TO DO>
Within the entries below, how many lines carry the word "instance"? State the number and stop.

BEGIN ENTRIES SHOWN

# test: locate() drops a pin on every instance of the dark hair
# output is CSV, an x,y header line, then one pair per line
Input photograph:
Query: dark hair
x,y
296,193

END ENTRIES SHOWN
BEGIN ENTRIES SHOWN

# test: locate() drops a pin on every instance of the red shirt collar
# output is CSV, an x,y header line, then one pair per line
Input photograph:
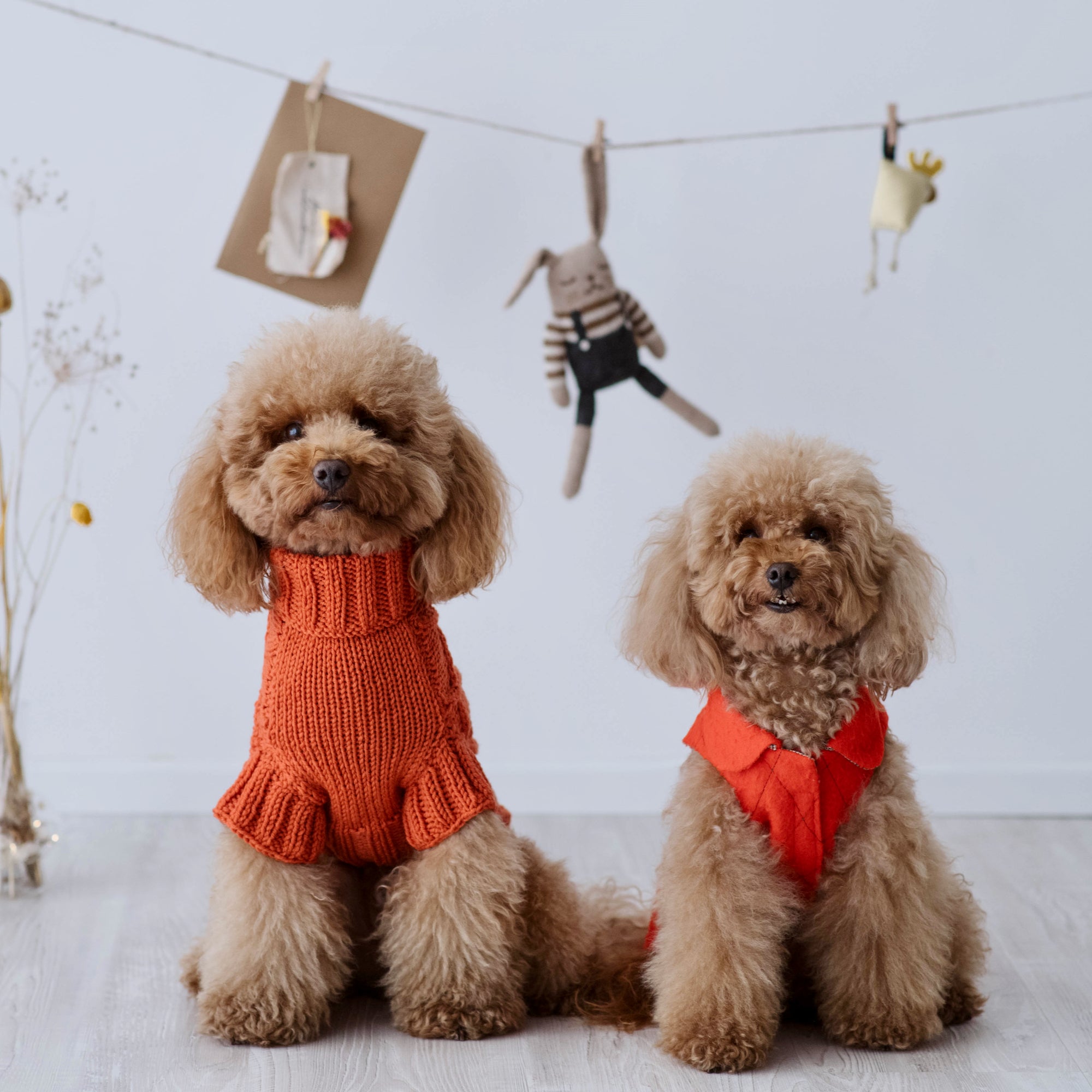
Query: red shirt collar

END ENTRIES SHOWN
BEGIN ENTRIES SHOWN

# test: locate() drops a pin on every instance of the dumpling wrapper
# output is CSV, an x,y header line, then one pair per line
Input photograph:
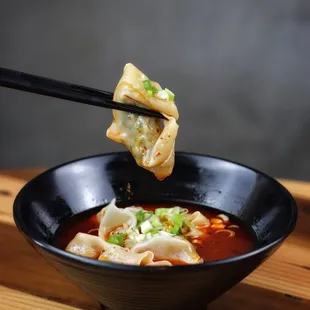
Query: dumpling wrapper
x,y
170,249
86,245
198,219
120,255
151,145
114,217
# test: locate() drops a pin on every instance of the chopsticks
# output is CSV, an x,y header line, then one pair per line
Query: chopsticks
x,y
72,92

END ENTRIES SHOWN

TASK RESPONSE>
4